» PAGE TEXT
%%

Why We Chose Supabase

We chose Supabase because it gives us a complete, open-source backend platform with minimal operational overhead. It provides native PostgreSQL hosting with built-in connection pooling and garbage collection—eliminating the need to write and manage complex code for database connections, which can otherwise become a black hole of time and energy. Supabase also offers logical container files that we can run anywhere, giving us flexibility across environments while maintaining consistency.

By using Supabase's managed hosting, we materially simplify our deployment process—everything can be hosted and run within the Supabase infrastructure, allowing us to focus on building product instead of maintaining infrastructure. It’s a modern stack that aligns perfectly with our goal of shipping fast, iterating quickly, and avoiding unnecessary operational complexity.

Infrastructure Features

  • Configuration & Feature Flags
    • Central configuration management via Supabase and Vercel
    • Toggle new features, run beta tests, or enable/disable modules at runtime.
  • Logging & Monitoring
    • Consistent log collection via Vercel (front end) or Supabase (backend)
    • Real-time performance stats via Vercel (front end) and Supabase (backend)

%%

Region pointing data:
%%

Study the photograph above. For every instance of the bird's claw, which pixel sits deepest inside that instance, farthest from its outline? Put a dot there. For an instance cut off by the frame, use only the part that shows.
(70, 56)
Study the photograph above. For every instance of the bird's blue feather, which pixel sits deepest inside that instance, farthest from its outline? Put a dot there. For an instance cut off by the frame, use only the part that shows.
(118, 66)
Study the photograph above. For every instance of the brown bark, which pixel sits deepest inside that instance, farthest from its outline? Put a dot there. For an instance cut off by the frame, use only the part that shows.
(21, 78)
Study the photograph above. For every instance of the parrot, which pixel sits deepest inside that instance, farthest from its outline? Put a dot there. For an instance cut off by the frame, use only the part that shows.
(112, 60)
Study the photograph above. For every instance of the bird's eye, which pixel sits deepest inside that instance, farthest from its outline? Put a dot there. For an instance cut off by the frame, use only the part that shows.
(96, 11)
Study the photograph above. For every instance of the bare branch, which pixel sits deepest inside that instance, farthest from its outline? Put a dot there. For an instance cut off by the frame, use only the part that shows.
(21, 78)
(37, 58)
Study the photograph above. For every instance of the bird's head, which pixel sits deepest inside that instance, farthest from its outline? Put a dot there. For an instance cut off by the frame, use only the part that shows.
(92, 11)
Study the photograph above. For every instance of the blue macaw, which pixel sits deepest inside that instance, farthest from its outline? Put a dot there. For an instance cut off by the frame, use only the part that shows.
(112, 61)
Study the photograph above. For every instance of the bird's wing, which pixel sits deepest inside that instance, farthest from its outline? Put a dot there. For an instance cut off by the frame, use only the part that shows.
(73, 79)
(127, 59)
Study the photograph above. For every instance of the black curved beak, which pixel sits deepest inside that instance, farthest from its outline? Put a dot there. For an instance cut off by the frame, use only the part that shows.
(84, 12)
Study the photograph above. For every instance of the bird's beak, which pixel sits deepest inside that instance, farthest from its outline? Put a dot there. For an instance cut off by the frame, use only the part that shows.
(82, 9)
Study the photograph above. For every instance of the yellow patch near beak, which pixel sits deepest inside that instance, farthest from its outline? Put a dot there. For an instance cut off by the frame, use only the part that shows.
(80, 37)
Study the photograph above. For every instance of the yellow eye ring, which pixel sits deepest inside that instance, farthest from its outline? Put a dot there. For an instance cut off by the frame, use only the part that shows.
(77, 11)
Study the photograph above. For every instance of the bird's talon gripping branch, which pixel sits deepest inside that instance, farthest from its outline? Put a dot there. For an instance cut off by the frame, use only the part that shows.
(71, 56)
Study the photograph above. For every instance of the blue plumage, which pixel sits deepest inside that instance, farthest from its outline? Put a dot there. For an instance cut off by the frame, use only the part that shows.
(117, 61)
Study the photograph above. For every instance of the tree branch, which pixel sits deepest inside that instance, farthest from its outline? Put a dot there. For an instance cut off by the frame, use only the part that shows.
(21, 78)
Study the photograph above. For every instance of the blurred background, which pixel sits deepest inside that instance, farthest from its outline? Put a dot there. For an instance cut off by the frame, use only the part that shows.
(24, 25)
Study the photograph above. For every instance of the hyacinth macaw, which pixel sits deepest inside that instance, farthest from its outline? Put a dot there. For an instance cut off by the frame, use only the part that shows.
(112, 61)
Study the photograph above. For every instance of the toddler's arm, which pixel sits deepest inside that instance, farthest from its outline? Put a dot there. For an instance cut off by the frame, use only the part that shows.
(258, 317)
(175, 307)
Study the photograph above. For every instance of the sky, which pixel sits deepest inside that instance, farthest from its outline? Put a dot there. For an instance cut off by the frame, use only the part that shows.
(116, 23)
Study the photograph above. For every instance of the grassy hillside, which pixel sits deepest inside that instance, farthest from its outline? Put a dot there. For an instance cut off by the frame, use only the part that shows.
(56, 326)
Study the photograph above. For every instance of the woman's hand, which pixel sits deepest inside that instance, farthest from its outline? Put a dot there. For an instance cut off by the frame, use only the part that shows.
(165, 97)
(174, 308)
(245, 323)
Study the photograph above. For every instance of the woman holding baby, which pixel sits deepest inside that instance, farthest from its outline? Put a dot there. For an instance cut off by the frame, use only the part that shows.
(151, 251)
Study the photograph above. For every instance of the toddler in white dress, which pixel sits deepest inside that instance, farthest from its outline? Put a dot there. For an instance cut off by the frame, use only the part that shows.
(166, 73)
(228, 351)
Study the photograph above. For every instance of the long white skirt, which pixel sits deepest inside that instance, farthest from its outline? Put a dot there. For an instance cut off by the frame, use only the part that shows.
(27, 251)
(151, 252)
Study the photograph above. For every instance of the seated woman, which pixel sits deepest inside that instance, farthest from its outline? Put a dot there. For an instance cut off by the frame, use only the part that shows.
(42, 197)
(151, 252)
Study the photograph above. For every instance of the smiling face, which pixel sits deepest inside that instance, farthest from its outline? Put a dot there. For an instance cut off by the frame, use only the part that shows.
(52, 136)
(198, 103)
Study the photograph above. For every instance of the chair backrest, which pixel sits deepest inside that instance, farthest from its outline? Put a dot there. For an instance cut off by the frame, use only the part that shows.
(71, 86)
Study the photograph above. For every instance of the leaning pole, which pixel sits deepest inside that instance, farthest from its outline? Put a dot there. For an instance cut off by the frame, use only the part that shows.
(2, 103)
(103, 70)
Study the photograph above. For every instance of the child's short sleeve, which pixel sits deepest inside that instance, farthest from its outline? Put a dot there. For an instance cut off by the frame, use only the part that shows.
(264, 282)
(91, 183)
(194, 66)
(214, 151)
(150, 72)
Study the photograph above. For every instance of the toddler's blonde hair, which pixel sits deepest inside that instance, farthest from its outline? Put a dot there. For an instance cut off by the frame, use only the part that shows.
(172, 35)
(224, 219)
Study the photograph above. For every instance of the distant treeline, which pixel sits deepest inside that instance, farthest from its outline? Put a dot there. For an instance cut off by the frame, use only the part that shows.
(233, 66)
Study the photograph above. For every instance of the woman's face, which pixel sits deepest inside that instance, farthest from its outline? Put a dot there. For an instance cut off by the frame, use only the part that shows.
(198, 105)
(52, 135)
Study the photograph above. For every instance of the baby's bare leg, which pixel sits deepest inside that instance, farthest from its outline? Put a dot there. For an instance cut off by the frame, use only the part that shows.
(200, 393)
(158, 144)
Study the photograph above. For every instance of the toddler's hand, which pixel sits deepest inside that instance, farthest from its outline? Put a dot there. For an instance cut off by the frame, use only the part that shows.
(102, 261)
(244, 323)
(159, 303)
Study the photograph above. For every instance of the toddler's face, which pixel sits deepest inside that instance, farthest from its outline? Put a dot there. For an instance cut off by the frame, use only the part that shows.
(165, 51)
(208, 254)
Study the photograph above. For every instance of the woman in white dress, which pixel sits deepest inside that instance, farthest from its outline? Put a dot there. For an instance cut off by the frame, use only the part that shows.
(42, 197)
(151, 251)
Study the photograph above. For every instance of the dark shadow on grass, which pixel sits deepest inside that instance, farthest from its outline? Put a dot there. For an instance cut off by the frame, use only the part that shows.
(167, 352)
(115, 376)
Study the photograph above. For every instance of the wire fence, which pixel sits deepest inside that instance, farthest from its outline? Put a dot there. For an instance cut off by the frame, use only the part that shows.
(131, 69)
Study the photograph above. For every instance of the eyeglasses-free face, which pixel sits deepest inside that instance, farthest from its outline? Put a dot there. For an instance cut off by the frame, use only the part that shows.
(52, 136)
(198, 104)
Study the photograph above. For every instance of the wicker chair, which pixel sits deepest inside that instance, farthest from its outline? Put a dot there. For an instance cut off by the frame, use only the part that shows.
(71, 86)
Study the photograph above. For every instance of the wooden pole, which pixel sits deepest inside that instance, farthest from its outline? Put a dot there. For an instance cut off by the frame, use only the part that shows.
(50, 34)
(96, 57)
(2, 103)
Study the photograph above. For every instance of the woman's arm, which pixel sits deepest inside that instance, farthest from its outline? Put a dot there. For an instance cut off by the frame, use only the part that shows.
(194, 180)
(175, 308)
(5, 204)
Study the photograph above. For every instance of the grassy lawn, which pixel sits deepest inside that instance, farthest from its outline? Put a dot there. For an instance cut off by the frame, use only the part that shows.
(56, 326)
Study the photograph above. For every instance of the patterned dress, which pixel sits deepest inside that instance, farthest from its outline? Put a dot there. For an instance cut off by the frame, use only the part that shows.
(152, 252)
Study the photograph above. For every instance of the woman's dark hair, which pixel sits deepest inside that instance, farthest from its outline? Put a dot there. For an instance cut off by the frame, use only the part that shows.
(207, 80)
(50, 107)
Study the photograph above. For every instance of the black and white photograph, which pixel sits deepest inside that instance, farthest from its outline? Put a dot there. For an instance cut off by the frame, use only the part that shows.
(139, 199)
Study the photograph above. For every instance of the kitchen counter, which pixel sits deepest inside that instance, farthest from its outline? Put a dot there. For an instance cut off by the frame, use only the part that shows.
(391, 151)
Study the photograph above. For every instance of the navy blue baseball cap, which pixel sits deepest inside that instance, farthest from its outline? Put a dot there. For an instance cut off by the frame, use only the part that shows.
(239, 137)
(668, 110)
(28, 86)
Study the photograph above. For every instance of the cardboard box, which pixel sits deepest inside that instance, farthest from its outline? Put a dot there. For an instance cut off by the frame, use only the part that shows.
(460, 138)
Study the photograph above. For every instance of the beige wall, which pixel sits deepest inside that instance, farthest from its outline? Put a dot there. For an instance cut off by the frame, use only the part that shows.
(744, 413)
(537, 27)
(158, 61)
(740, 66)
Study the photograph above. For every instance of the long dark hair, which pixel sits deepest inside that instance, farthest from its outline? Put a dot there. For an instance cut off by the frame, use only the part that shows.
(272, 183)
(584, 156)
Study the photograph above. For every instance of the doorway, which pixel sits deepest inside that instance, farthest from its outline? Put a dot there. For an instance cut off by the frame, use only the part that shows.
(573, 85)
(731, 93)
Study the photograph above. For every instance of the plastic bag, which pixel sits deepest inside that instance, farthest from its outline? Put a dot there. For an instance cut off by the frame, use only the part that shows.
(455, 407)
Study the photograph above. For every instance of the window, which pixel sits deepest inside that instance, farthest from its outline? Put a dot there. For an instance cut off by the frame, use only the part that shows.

%%

» WHAT YOU NEED TO DO
Pick up the text on choosing Supabase after its last line and continue writing it.

» TASK ANSWER
    • Default logging of user changes to system data
  • Developer Documentation & Example Apps
    • GitHub wiki with code snippets, architecture diagrams, best practices.
    • Example React + MUI Joy application showcasing typical use of APIs.
  • LLM Query Framework
    • Standardized methods for querying different LLMs and storing query text and responses
    • Our experience is that the ability to debug LLM responses and detect common error states is key
    • This would give us insight into what was queried and what the response was across all queries
  • Customer / License Limits - Basic functions for defining limits on system use based on some system scope

Development and Production Environments

We maintain three distinct environments—Dev, Test, and Production—to support a clean and efficient development workflow while ensuring system reliability and integrity.

  • Dev (Local Development): Developers run Supabase locally using self-hosted containers. This setup allows for rapid iteration and debugging without impacting shared resources. Local environments mirror production schemas closely, and changes can be tested in isolation before promotion.
  • Test (Staging Environment): This environment runs on Supabase’s managed hosting and is treated as a pre-production environment. It mirrors the Production environment in both infrastructure and data structure. Test is used for QA, UAT, and integration testing, allowing us to validate releases in a realistic setting before they go live.
  • Production: Our live environment is also hosted on Supabase’s production infrastructure. This is where all customer-facing traffic is routed. By standardizing on Supabase for both Test and Production, we eliminate inconsistencies across environments and reduce deployment risk.

This tiered setup gives us the flexibility to build locally, validate thoroughly, and deploy with confidence.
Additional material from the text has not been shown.